DATA PROVIDED: Begin

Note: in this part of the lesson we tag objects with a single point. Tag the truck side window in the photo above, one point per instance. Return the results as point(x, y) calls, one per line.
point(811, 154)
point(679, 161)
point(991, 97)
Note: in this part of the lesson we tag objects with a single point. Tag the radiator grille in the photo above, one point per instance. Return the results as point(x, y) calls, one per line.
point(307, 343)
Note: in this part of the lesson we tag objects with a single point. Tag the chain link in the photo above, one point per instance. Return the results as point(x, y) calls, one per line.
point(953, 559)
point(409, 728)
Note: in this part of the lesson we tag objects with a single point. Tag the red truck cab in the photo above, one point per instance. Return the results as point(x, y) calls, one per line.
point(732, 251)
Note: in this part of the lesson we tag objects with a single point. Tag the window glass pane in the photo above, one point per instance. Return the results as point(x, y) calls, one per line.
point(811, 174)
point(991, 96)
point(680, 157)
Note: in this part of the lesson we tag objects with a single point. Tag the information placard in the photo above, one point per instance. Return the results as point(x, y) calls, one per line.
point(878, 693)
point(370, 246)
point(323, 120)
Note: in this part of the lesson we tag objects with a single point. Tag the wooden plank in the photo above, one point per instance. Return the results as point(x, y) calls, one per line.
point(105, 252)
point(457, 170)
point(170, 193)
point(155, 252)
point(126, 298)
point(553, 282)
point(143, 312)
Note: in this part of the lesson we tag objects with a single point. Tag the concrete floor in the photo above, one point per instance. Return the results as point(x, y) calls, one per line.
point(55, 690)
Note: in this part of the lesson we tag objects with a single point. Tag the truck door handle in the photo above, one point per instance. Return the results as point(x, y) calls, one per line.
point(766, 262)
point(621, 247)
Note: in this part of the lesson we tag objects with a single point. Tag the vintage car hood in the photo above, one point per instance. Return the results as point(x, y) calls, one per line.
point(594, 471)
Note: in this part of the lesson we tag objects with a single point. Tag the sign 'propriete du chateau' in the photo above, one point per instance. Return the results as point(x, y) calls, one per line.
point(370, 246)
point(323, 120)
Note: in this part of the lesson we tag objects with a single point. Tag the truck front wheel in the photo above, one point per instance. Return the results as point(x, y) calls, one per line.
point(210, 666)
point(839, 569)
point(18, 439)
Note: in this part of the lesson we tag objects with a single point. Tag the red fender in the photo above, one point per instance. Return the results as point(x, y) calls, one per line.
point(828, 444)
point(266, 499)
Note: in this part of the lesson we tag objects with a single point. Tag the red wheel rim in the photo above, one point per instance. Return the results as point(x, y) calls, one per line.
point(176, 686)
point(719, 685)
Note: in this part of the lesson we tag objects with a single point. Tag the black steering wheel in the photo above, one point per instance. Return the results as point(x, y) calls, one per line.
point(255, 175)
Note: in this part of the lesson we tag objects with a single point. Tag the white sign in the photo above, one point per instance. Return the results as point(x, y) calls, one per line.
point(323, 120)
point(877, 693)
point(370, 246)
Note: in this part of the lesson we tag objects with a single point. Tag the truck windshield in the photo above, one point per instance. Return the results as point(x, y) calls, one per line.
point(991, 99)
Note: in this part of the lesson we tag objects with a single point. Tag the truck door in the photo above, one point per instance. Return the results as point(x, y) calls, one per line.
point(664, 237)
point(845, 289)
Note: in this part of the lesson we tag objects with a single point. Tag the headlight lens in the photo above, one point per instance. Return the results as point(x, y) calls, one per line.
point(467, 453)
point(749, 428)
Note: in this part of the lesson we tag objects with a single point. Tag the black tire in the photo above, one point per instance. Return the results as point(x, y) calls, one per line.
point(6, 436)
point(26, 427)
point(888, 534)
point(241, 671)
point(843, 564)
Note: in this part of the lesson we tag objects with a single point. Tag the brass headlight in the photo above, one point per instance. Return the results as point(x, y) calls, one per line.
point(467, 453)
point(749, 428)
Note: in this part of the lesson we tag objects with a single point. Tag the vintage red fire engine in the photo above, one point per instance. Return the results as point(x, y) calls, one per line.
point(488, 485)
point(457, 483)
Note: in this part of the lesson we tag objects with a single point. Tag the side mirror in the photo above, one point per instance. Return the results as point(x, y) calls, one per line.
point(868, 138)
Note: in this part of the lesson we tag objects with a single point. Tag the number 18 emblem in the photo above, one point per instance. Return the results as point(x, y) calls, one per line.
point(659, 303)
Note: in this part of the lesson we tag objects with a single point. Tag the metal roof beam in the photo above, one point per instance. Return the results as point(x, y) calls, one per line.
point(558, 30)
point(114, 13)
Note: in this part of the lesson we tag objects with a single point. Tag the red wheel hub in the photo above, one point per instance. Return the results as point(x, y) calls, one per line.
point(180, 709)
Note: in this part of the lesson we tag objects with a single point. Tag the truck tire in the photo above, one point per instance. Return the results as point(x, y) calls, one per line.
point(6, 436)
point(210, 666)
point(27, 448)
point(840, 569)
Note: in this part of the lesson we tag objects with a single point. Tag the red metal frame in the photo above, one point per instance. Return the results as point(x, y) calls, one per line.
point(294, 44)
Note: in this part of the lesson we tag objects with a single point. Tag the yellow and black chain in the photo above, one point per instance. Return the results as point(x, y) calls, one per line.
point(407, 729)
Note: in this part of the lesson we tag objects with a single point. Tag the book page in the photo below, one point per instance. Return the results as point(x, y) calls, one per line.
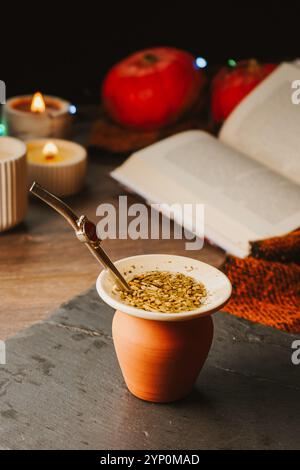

DATA PROVIDED: End

--- PROBLEM STATEMENT ---
What you give back should be the full material above, retyped exactly, with every image removed.

--- REPLY ---
Note: in this part of the lesson we tag objects with a single point. Tag the truck side window in the photo above, one point per instance. Return the results as point(x, y) calls, one per line.
point(811, 154)
point(679, 161)
point(991, 97)
Note: in this part of the lesson we tag objects with a single point. Tag the radiator grille in the photo above, one point per instance. Return the results as point(x, y) calls, one per line.
point(307, 343)
Note: in this part of the lesson we tag objects with a single point. Tag the chain link in the photo above, one point per instance. Return the results as point(x, y) calls, one per line.
point(953, 559)
point(409, 728)
Note: in this part of the lesson we tag objects with a single point. Tag the red truck cab in the photo above, one point per instance. Return the results as point(x, y) calls, one per line.
point(732, 251)
Note: in this part of the lesson we tag objects with a single point. Tag the window glass pane in the photo above, one point per instance. Return the results as point(x, y) calls, one per line.
point(811, 174)
point(991, 96)
point(680, 157)
Note: in this part of the lesson we tag objects with a single point. Tag the information placard in the photo above, one point per instance. Return the results as point(x, y) calls, one per line.
point(878, 693)
point(370, 246)
point(323, 120)
Note: in this part of the lesson we tag objects with a single point. Tag the wooden plank in the photo above, one point per instance. Return the results as point(x, y) calls, one per line.
point(105, 252)
point(457, 170)
point(170, 193)
point(155, 252)
point(126, 298)
point(553, 282)
point(143, 312)
Note: in this part of the lesson we tag objects with a single point. Tag the concrete floor in the photo above, one point per instance. Return the results as point(x, y) calls, one per line.
point(55, 690)
Note: in this part of the lesson we tag objects with a single point. Tag the truck door handle in the photo above, one point per instance. Return the results as point(x, y) calls, one per line.
point(766, 262)
point(621, 247)
Note: in this part of the lesson we tag objects with a single point. Tag the vintage car hood in the photo above, one point per instance. Return the results as point(x, y) calls, one per line.
point(594, 471)
Note: in this part of the lesson we tag objects with a single point. Tag the sign 'propriete du chateau' in the photo above, one point per instance. Return the results as point(x, y) calls, one per line.
point(370, 246)
point(323, 120)
Note: in this part of the lesson we tag objects with a single point. Tag the truck front wheel in the photo above, one point per instance. Return the results as point(x, y) calls, one per line.
point(210, 666)
point(839, 569)
point(18, 439)
Note: in this part of the lesson we tag objects with a single point. Tag the red fender in the photo above, one point per instance. Return the results as point(x, y) calls, one per line.
point(828, 444)
point(266, 499)
Note: in this part of the lesson we tag objects with a single point. Tag the red wheel rim in the photo above, one point per instance. Return the results as point(x, y) calls, one per line.
point(176, 686)
point(719, 685)
Note: in this part of the lesson we tag objects with a single point. Tag the black steering wheel in the photo above, one point per instance. Return the results as point(x, y) calls, one per line.
point(255, 175)
Note: in this part of the lesson we tag objects with a single point. Tag the white sign in the photo above, one point per instance. Return the results as point(x, y) calls, one per line.
point(323, 120)
point(877, 693)
point(370, 246)
Note: in this part of the lesson we tag objects with a single point. Tag the truck windshield in the photo above, one point per instance. Return the results as point(x, y) calls, one per line.
point(991, 99)
Note: in this part of the lesson we tag objects with a single point. Tag the truck door in the photo above, one point per instance. Return the results as point(x, y) calls, one per line.
point(664, 237)
point(845, 289)
Note: in this part of the lesson we tag objects with a single point. Tag the headlight lens in the photo above, one point per instance. Return the results as point(x, y) calls, one per line.
point(467, 453)
point(749, 428)
Note: in this part of the lesson we tag objects with a single point. Tag the black tire in the photo above, one point per instance. Return the results as point(x, y) calls, one per line.
point(6, 436)
point(26, 427)
point(888, 534)
point(241, 671)
point(843, 564)
Note: in this part of the lesson we tag objects with a single point. Tag the brass headlight in the photo above, one point per instance. Return the results as point(x, y) calls, one per line.
point(467, 453)
point(749, 428)
Note: in this part of the lesson we tag objects with a single point. Tag the vintage red fire engine in the photo above, one point per instance. Return the results as point(x, y) calls, one per line.
point(488, 485)
point(457, 483)
Note: in this part of the lesson we tag objects with a single point. Tag the side mirror in the photo above, one point per instance. Return the results as point(x, y) calls, one per line.
point(868, 138)
Note: in this part of the lesson we tag objects with a single point. Tag the number 18 emblem in the photo above, one point per instance. Return the results as point(x, y) calls, one per line.
point(659, 303)
Note: in this part of the lesson we tag objects with a single point. Tag the metal roof beam in the photo above, one point per instance. Return the results as point(x, y) calls, one per line.
point(558, 30)
point(114, 13)
Note: in this part of the lesson we tag objects with a single point. Tag the red wheel hub in the photo above, one point per instance. Return the results as point(x, y) calls, one per line.
point(180, 709)
Note: in this part of the lesson we tag objects with a single point. Tag the truck tire in the photo above, one point per instance. Return the results as point(x, y) calls, one per line.
point(6, 436)
point(210, 666)
point(27, 448)
point(840, 569)
Note: in this part of the lesson we tag objects with a single point. Tag the red metal frame in the photo above, one point per instance. Return the results as point(x, y) calls, one per line.
point(294, 44)
Note: in this part of the lesson we tag objects with a single point. Tag the yellow and black chain in the photo above, one point per instance. Return the results as point(x, y) calls, one per line.
point(407, 729)
Note: in this part of the lesson we tag objects with a single point. Tag the book page in the photo below, one point per instance. Return the results as point(x, y) calls, one per line.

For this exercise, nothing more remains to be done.